*Requirements*.
Please count the lines in the data that follows which contain the word "below", and give only that number.

*Dataset entries*.
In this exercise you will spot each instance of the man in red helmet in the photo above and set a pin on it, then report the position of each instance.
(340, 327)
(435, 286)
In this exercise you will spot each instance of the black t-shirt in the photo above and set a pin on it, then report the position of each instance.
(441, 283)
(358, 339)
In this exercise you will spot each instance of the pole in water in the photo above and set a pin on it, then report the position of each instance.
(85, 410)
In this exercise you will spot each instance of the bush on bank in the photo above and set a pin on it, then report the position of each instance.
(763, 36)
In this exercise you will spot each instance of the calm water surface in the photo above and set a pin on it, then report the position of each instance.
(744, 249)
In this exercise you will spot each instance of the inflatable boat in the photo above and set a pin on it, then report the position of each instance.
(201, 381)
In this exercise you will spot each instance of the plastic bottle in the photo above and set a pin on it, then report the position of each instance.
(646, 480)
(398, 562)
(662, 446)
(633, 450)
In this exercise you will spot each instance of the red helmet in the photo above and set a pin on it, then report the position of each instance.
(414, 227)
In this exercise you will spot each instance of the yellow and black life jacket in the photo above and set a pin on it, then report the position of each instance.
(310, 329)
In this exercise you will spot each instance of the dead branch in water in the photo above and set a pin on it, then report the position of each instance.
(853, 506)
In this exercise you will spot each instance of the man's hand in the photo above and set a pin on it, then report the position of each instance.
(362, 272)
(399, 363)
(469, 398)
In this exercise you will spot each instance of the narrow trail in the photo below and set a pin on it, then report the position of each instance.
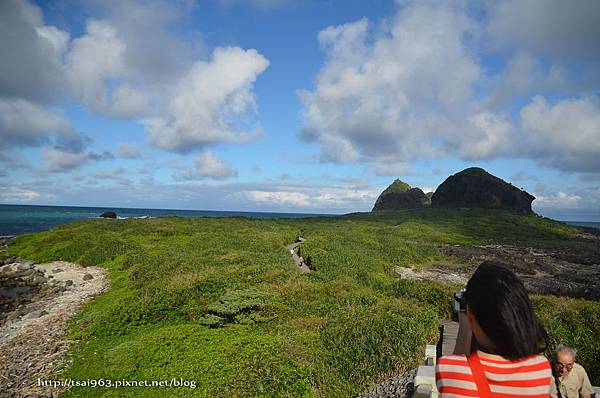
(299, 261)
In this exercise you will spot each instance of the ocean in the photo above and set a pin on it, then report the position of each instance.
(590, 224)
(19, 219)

==

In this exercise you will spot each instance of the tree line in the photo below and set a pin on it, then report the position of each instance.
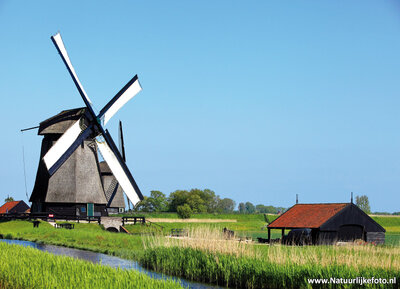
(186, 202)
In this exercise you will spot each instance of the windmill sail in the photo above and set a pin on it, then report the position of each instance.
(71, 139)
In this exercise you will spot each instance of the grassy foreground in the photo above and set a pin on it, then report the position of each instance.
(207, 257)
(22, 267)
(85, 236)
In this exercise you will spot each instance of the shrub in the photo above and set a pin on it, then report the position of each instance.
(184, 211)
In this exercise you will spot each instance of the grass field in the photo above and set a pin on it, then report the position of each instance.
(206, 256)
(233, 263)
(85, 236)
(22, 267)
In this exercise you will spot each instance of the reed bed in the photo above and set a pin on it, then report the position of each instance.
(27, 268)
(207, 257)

...

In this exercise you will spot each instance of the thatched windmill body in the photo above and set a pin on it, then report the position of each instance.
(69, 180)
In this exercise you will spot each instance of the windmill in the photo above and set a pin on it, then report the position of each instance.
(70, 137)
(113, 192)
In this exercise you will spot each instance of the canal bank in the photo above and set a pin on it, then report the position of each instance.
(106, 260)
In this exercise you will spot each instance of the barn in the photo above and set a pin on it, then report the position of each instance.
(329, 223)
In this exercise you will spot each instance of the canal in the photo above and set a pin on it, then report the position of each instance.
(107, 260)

*Answer to this task*.
2